-- Stored data entries --
━━━━━━━━━━━━━━━━

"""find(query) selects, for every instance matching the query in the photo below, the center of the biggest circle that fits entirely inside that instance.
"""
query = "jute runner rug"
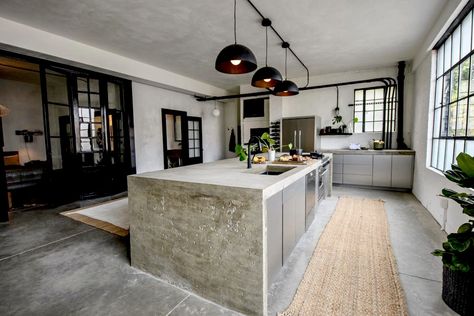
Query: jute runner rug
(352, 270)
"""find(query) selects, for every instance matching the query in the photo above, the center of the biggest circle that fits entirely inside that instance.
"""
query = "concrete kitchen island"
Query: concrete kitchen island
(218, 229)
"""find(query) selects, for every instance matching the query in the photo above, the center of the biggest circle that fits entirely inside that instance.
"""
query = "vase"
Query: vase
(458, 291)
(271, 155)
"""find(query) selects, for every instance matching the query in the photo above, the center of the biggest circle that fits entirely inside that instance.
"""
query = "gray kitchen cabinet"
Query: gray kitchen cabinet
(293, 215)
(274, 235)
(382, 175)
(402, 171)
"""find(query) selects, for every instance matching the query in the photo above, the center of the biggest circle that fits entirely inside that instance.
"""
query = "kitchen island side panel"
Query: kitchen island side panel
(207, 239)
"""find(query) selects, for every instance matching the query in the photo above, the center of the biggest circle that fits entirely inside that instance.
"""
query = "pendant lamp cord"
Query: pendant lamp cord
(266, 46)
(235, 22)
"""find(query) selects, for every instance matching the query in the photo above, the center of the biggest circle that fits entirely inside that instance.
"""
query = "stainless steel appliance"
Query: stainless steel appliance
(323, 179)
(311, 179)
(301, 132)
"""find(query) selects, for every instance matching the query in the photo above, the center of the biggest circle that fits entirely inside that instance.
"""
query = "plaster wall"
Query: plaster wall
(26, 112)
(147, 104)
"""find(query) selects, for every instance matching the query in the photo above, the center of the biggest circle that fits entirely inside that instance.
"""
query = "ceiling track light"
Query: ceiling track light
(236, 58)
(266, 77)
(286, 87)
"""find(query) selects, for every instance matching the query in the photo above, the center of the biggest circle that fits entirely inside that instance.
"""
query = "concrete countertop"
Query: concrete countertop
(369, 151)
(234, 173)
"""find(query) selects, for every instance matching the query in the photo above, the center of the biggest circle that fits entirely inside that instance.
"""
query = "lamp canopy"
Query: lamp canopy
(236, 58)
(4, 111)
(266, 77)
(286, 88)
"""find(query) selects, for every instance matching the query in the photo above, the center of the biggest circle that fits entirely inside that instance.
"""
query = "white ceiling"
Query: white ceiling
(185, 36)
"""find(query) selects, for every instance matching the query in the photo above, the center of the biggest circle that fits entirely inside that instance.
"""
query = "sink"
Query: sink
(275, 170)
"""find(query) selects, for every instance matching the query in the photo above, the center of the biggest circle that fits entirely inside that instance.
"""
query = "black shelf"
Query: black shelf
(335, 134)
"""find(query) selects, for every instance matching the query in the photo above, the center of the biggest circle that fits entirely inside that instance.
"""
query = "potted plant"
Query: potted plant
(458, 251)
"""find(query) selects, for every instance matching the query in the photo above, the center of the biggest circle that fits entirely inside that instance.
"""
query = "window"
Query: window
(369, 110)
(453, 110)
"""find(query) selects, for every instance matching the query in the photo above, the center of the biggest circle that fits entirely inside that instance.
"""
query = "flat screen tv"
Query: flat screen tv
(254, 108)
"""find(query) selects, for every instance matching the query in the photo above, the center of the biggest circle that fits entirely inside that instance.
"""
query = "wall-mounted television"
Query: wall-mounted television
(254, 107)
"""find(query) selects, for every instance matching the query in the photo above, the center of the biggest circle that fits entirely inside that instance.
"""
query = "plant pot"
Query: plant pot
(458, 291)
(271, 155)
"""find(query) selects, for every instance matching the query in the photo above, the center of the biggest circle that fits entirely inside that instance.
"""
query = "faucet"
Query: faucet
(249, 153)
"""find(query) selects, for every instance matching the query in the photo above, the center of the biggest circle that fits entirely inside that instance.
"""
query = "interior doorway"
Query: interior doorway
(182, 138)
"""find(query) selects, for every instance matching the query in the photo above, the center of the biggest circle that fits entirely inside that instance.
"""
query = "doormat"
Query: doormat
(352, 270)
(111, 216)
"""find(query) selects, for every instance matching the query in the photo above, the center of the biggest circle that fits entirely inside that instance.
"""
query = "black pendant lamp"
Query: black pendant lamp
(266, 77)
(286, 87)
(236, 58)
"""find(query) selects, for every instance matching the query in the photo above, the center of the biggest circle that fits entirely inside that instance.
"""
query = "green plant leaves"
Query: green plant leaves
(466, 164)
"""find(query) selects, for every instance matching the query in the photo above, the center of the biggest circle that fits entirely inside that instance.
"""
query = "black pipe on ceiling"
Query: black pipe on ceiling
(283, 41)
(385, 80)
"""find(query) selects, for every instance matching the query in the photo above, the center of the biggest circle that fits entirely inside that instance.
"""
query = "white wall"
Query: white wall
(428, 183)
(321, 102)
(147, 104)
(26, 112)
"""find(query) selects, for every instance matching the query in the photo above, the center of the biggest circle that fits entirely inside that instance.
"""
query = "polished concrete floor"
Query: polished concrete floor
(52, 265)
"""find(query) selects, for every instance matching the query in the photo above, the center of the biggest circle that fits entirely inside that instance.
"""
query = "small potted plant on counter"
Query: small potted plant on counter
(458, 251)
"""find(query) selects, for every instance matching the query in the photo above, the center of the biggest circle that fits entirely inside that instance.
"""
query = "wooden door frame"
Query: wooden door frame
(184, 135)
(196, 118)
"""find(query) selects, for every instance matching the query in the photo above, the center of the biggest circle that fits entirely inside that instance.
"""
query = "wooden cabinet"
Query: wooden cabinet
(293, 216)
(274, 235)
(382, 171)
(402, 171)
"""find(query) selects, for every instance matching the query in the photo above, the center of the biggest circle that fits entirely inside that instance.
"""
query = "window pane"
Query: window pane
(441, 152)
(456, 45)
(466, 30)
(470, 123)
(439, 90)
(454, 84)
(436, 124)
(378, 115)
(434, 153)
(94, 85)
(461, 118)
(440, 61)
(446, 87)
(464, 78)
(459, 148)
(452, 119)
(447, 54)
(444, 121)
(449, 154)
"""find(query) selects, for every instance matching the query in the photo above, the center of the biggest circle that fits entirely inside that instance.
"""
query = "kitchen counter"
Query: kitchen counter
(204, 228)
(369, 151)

━━━━━━━━━━━━━━━━

-- REQUIRED WORK --
Every line above is to be returned exactly, with its pictures removed.

-- WRITTEN ANSWER --
"""find(query) selects, for every instance matching the query in the photo below, the center of the biggest circle that fits entirely inside that instance.
"""
query = "jute runner rug"
Query: jute runner rug
(352, 270)
"""find(query) selects, for every instance matching the query in the photo above, the center of the biggest circle that fits entirely inside that instance.
"""
query = "concrete kitchen island"
Query: concrete kitchen island
(218, 229)
"""find(query) selects, for every instance matching the query in the photo above, the center of the biggest circle that fits entirely inside that instance.
"""
query = "vase"
Query: vase
(458, 291)
(271, 155)
"""find(query) selects, for every instance matching the query in the photo above, the center of the biggest circle that fits entirely inside that instance.
"""
query = "gray kitchen cabinet"
Query: gray kitchen cabinet
(293, 215)
(274, 235)
(382, 175)
(402, 171)
"""find(query) selects, for every instance matching the query in the photo above, the center of the biggest circle that fits entirely inside that instance.
"""
query = "kitchen island side panel"
Query: kitchen island side panel
(207, 239)
"""find(query) selects, for every instance matching the query in the photo above, the center of the biggest circle that fits entirely inside that instance.
"""
query = "pendant lamp cord"
Query: pendant lamp cord
(266, 46)
(235, 22)
"""find(query) selects, for every instance matching the query in the photo above, the center of the biggest circle that fits entirely inside that instance.
"""
query = "stainless steel appliance"
Query: stainless steel appliance
(323, 179)
(311, 179)
(301, 132)
"""find(query) selects, for every instance matching the query in the photo above, the center of the biggest circle that fits entirely inside that instance.
"""
query = "plaster wall"
Query: plaster wall
(26, 112)
(147, 104)
"""find(query) selects, for every instance matching the query in the photo above, the center of the biggest circle that fits entirely inside that instance.
"""
query = "ceiling track light"
Query: ceiling track light
(236, 58)
(266, 77)
(286, 87)
"""find(query) selects, for every instance matching the query in the photo above, the center of the biggest circle that fits entirely inside that instance.
"""
query = "concrete countertop"
Query: concrete countertop
(369, 151)
(234, 173)
"""find(query) selects, for every instance matching the query in the photo above, the center of the biggest circle that fits entirely inside that instance.
"""
query = "lamp canopy"
Query: lamp canopy
(236, 58)
(4, 111)
(266, 77)
(286, 88)
"""find(query) selects, for every instance matching the query in the photo above, the center of the biggest circle that fits entirely inside that instance.
"""
query = "white ceiling"
Query: white ceiling
(185, 36)
"""find(query) selects, for every instance matching the query in the photo above, the center of the biggest circle that fits entirely inside that instance.
"""
query = "sink"
Query: sink
(275, 170)
"""find(query) selects, for every instance matching the query in the photo above, the center of the biggest circle that fits entirely inside that instance.
"""
query = "black shelf"
Query: black shelf
(335, 134)
"""find(query) selects, for every instance matching the query in the photo above, the center of the biggest circle that fits entirely inside that instance.
"""
query = "potted plant"
Query: potted plant
(458, 251)
"""find(query) selects, for every instance matching the query in the photo above, the center of the biggest circle that fits entirely inside that instance.
"""
query = "window"
Query: window
(369, 110)
(453, 110)
"""find(query) selects, for every instance matching the query in the photo above, the center of the biggest circle that fits entirely inside that instance.
"""
query = "flat screen tv"
Query: flat screen tv
(254, 108)
"""find(query) selects, for every instance matching the query in the photo above, the center of the biggest circle that fits entirely inside that instance.
"""
query = "wall-mounted television"
Query: wall-mounted television
(254, 107)
"""find(query) selects, for every instance matching the query in the photo above, the center of the biggest circle that fits entirely inside that instance.
"""
query = "plant pot"
Query: plant pot
(458, 291)
(271, 155)
"""find(query) selects, for every instance matching the query in the photo above, the center of the biggest circle that fits entirely inside that instance.
"""
query = "faucet"
Query: faucet
(249, 153)
"""find(query) selects, for every instance matching the query in the photo above, the center of the biggest circle that fits entirely inside that instance.
"""
query = "interior doorway"
Query: interior doorway
(182, 138)
"""find(query) selects, for every instance matching the query in the photo above, the center of the biggest circle that fits entirely inside that instance.
"""
query = "doormat"
Query: doormat
(352, 270)
(111, 216)
"""find(query) selects, for every instance matching the query in the photo above, the center of the biggest circle that fits entirely inside that instance.
"""
query = "black pendant lamp"
Query: black pendant lamp
(266, 77)
(286, 87)
(236, 58)
"""find(query) selects, for every instance matching the query in the photo above, the center of the biggest circle that fits entirely inside that instance.
"""
query = "green plant leaves"
Query: green plant leaves
(466, 164)
"""find(query) selects, for every instance matching the query in the photo above, the center of the biggest circle that fits entirely inside that instance.
"""
query = "black pipe on ceiling"
Query: black pipe on ceiling
(283, 41)
(385, 80)
"""find(query) selects, for every instance matching the query in the photo above, the center of the biggest circle that fits entirely inside that instance.
"""
query = "white wall"
Query: white wall
(428, 183)
(321, 102)
(147, 104)
(26, 112)
"""find(query) selects, for every instance matching the query in the photo above, the center of the biggest circle that fits entirely inside that instance.
"""
query = "polished concrete floor"
Query: polished concrete floor
(52, 265)
"""find(query) selects, for every instance matching the query in the photo above, the center of the biggest circle that fits entirely inside that instance.
"""
query = "small potted plant on counter"
Query: small potted plant on counter
(458, 251)
"""find(query) selects, for every instance matching the query in the photo above, the center of the biggest circle that fits entirely inside that instance.
"""
query = "wooden door frame"
Query: wooden door frame
(184, 135)
(196, 118)
"""find(query) selects, for every instance matching the query in the photo above, the center of the biggest circle that fits entirely inside that instance.
"""
query = "wooden cabinet"
Query: wooden cabinet
(293, 216)
(274, 235)
(382, 171)
(402, 171)
"""find(query) selects, for every instance matching the query in the photo above, the center of the biggest circle that fits entirely inside that instance.
"""
query = "window pane"
Query: window pane
(441, 152)
(456, 45)
(466, 30)
(470, 123)
(439, 90)
(454, 84)
(436, 124)
(378, 115)
(434, 153)
(94, 85)
(461, 118)
(440, 61)
(446, 87)
(464, 78)
(459, 148)
(452, 119)
(447, 54)
(444, 121)
(449, 154)
"""find(query) selects, for every instance matching the query in the photo above, the center of the biggest circle that fits entirely inside that instance.
"""
query = "kitchen counter"
Query: kitchen counter
(204, 228)
(369, 151)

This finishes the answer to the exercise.